課題一覧
a. 水性顔料分散体に関する抜粋で、水溶性有機溶剤を含有するものを使用することが好ましいとされているのは、どのような効果を奏するうえでか答えよ。
b. 水性顔料分散体に関する抜粋を、最後の文の後から書き継げ。

また、本発明の水性顔料分散体は、前記した顔料(A)と顔料分散樹脂(B)と水(C)の他に、顔料湿潤効果を奏するうえで水溶性有機溶剤を含有するものを使用することが好ましい。
【0054】
前記水溶性有機溶剤としては、エチレングリコール、ジエチレングリコール、トリエチレングリコール、テトラエチレングリコール、プロピレングリコール、ポリエチレングリコール、ポリプロピレングリコール等のグリコール類;ブタンジオール、ペンタンジオール、ヘキサンジオール、およびこれらと同族のジオール等のジオール類;ラウリン酸プロピレングリコール等のグリコールエステル;ジエチレングリコールモノエチル、ジエチレングリコールモノブチル、ジエチレングリコールモノヘキシルの各エーテル、プロピレングリコールエーテル、ジプロピレングリコールエーテル、およびトリエチレングリコールエーテルを含むセロソルブ等のグリコールエーテル類;メタノール、エタノール、イソプロピルアルコール、1-プロパノール、2-プロパノール、1-ブタノール、2-ブタノール、ペンチルアルコール、およびこれらと同族のアルコール等のアルコール類;あるいは、スルホラン;γ-ブチロラクトン等のラクトン類;N-(2-ヒドロキシエチル)ピロリドン等のラクタム類;グリセリンや、ポリオキシアルキレンを付加したグリセリン等のグリセリン誘導体等;水溶性有機溶剤として知られる他の各種の溶剤等を、1種または2種以上混合して用いることができる。

[収集データ]

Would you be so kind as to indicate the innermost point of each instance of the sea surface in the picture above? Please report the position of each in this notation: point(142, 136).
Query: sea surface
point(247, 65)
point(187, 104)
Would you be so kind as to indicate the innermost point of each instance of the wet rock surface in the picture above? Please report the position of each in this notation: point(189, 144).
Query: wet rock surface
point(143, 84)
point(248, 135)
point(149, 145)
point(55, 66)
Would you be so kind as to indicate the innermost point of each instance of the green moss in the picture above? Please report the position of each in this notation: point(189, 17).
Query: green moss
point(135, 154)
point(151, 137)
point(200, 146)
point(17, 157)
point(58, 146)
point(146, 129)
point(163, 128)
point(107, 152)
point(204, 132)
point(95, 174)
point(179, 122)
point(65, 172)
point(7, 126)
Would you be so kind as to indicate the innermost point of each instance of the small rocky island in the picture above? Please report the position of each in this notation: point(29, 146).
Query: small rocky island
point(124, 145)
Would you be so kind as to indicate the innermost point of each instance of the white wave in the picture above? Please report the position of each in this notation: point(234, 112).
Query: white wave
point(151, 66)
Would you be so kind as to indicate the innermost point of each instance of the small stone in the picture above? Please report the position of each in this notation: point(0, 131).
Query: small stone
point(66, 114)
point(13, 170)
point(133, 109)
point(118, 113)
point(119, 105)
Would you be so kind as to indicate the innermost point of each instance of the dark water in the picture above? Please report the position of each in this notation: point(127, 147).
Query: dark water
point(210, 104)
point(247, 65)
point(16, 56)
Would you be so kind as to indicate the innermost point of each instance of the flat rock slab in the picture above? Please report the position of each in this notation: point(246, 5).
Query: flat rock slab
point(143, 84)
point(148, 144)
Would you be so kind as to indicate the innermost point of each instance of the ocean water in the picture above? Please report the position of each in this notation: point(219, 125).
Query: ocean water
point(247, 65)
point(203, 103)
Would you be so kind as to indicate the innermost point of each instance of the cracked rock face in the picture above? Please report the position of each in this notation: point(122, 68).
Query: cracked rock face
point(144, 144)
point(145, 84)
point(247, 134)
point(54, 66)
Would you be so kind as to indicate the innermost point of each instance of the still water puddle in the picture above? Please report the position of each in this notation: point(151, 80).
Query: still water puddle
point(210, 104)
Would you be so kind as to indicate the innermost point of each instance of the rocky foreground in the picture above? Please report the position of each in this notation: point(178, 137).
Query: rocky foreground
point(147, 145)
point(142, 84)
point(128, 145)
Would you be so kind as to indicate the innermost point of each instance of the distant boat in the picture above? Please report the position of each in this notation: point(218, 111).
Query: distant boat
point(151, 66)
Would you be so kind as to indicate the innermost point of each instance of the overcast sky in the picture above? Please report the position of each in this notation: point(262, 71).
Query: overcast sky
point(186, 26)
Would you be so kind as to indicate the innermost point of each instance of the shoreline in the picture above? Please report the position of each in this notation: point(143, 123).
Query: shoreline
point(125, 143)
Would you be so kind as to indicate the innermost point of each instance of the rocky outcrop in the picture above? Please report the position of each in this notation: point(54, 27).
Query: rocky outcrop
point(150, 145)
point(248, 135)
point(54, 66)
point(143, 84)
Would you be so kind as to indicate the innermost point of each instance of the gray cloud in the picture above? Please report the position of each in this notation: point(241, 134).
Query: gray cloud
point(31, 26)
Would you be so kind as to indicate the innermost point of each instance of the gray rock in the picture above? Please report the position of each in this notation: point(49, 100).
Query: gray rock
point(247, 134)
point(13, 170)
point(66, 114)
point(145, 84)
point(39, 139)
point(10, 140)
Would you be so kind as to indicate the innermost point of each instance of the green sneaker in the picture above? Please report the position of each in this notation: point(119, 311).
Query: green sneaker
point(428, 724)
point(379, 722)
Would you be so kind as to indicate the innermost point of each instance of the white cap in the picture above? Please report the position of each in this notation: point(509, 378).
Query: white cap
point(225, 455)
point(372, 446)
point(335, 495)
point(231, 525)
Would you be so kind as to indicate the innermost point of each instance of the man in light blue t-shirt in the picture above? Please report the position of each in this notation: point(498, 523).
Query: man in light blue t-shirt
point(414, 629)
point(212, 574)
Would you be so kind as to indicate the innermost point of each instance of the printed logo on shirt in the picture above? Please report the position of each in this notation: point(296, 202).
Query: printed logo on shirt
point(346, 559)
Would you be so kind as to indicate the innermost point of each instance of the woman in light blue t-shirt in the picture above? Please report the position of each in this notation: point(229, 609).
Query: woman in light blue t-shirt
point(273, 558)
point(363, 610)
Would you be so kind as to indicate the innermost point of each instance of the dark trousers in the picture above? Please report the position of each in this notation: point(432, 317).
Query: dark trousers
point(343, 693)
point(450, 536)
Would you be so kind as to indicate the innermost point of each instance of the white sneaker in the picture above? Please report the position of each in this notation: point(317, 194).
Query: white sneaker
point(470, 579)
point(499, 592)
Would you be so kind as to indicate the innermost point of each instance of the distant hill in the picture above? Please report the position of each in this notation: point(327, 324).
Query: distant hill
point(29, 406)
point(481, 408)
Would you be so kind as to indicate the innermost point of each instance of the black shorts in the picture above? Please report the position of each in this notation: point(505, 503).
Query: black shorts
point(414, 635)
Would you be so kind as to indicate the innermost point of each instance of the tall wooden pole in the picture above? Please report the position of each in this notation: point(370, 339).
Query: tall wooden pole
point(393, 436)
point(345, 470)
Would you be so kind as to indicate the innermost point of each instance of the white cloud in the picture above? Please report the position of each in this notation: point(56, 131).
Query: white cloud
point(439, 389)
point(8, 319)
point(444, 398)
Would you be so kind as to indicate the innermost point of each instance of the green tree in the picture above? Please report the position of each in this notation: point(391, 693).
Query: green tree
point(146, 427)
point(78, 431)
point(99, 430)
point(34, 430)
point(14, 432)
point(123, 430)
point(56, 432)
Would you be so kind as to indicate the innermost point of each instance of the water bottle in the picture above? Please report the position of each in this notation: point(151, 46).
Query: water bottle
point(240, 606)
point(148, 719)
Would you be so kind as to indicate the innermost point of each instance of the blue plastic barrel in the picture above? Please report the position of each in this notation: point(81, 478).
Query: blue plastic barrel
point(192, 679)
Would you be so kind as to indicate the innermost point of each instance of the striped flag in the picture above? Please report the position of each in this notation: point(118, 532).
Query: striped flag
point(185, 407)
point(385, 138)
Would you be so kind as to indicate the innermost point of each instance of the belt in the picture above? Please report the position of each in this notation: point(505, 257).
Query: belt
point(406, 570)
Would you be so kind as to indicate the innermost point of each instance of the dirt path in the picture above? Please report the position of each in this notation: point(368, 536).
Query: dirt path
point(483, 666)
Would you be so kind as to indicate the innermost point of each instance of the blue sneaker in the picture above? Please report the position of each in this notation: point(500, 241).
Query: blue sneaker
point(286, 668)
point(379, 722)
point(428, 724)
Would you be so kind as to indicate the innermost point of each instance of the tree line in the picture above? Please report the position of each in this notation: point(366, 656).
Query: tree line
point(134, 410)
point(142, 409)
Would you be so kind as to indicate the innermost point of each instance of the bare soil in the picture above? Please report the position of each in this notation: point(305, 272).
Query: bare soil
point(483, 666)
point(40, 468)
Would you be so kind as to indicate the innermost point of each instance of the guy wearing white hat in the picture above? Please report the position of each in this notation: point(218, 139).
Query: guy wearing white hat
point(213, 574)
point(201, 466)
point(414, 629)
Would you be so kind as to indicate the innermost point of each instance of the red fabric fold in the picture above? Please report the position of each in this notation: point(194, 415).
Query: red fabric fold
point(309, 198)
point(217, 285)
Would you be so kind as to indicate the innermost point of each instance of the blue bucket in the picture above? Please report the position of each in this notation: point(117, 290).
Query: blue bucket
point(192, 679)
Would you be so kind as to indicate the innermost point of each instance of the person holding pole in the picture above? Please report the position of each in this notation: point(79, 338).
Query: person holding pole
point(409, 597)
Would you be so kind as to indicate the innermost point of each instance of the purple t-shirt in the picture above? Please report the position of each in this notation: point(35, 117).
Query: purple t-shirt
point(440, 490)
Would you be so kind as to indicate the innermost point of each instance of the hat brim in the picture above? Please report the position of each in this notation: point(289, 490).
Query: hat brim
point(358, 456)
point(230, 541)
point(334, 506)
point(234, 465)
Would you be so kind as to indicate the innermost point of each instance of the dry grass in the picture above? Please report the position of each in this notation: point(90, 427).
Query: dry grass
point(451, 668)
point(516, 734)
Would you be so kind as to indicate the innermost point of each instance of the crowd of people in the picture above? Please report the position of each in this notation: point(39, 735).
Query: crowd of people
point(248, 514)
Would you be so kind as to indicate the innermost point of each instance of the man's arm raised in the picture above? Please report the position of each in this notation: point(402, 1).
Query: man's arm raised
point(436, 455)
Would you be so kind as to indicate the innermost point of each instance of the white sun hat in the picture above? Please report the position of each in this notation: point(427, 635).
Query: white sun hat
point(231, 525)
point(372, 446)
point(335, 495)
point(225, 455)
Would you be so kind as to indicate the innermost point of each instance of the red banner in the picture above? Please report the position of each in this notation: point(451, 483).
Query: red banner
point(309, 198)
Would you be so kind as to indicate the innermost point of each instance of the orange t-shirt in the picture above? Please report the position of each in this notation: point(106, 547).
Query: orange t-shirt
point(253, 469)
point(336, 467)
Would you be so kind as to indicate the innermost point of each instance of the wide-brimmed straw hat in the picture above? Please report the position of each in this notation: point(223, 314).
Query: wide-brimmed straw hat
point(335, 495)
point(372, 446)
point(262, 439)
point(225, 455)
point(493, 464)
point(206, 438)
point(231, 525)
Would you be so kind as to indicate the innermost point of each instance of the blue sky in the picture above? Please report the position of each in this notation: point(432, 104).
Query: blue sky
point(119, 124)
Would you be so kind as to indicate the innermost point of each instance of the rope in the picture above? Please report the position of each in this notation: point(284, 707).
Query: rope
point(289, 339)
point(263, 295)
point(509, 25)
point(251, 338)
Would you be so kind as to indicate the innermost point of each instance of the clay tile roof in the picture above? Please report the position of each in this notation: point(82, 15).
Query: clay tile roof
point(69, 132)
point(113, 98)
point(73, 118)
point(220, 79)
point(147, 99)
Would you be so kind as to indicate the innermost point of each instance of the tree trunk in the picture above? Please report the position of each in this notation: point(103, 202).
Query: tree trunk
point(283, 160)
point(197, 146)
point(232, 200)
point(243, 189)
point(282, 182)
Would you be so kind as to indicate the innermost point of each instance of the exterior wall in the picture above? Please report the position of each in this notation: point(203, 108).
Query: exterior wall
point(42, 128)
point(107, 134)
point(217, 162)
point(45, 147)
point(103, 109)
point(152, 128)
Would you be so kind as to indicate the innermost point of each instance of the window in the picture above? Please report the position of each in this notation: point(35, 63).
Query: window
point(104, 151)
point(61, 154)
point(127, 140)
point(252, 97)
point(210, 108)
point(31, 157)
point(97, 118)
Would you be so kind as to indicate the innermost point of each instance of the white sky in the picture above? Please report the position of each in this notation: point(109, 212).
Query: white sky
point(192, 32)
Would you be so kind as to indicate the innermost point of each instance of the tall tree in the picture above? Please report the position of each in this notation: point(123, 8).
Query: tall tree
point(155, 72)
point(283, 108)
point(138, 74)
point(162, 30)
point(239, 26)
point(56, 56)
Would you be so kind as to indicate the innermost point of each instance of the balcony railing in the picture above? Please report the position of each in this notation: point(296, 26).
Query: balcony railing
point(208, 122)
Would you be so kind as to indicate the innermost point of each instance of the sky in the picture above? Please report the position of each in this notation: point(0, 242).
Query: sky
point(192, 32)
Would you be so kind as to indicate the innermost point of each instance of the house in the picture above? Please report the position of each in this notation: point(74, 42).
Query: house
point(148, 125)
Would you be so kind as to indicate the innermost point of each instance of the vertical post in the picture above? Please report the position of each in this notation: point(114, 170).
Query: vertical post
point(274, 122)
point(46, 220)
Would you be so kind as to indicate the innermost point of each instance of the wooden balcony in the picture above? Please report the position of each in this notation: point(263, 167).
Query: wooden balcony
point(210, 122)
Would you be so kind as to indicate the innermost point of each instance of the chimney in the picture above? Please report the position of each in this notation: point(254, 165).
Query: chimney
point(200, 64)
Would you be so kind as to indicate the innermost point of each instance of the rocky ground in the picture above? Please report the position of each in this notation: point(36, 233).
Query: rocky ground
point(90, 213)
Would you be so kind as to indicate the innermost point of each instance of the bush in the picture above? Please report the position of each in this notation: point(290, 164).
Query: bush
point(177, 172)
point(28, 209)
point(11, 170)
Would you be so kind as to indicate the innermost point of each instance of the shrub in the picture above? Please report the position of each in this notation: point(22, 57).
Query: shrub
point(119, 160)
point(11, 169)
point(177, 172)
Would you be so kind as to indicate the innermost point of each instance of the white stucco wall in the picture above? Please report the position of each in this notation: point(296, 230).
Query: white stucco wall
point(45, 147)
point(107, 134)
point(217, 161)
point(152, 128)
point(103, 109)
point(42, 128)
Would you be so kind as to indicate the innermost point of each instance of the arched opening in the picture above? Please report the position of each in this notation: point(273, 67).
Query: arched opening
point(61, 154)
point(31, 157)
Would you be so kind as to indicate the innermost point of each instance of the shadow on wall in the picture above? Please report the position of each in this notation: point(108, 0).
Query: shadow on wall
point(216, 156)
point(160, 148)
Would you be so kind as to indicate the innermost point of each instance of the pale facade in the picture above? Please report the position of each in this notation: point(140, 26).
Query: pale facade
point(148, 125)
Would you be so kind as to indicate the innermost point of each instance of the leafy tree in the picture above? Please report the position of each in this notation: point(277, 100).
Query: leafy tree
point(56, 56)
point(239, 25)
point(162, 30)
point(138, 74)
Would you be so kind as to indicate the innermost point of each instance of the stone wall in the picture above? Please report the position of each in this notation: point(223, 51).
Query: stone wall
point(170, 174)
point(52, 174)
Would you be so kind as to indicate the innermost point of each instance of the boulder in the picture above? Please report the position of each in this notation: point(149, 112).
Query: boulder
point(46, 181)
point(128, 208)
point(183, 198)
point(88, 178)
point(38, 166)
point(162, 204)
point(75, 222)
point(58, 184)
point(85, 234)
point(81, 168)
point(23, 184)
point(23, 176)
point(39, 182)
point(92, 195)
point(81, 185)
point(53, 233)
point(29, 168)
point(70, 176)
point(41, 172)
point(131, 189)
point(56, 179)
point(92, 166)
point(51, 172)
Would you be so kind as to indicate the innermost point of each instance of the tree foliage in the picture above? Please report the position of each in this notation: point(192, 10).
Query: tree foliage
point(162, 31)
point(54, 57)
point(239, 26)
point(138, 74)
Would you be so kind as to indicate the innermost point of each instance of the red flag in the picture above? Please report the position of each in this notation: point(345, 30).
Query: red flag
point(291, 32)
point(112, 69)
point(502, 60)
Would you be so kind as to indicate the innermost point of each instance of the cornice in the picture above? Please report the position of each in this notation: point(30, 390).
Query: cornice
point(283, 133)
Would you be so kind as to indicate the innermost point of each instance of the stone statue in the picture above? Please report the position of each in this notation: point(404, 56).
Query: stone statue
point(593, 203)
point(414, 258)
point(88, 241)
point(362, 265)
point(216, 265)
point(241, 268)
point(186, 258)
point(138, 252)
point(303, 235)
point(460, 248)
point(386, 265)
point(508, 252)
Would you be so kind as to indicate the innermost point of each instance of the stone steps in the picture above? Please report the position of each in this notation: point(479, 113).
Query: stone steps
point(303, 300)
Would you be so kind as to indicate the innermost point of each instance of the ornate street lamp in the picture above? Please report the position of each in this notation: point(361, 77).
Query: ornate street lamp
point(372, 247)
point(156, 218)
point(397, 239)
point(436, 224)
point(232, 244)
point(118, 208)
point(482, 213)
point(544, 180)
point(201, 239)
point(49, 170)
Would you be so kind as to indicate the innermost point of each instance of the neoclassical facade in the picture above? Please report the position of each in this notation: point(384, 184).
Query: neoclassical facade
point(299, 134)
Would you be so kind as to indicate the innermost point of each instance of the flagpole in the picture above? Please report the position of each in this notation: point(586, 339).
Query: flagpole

期待される結果
a. 顔料湿潤効果を奏するうえで好ましいとされている。

b.
【0055】
前記水溶性有機溶剤としては、前記したなかでも、高沸点、低揮発性で、高表面張力のグリコール類やジオール類等の多価アルコール類を使用することが、湿潤剤や乾燥抑止剤としての役割も果たすため使用することが好ましく、ジエチレングリコール、トリエチレングリコール等のグリコール類を使用することがより好ましい。
【0056】
本発明の水性顔料分散体は、前記顔料(A)と前記水溶性有機溶剤との質量比[前記水溶性有機溶剤/前記顔料(A)]が0.3~2.0となる範囲で適宜選択できるが、より優れた分散性および保存安定性を備えるには、0.4~1.5の範囲で使用することが好ましい。
【0057】
本発明の水性顔料分散体の製造方法は、一次粒子径が150nm以下のC.I.ピグメントオレンジ64(a)を含む顔料(A)と、顔料分散樹脂(B)とを含有する混練物を製造する工程、及び、前記工程で得た前記混練物と水(C)とを混合する工程を有することを特徴とする。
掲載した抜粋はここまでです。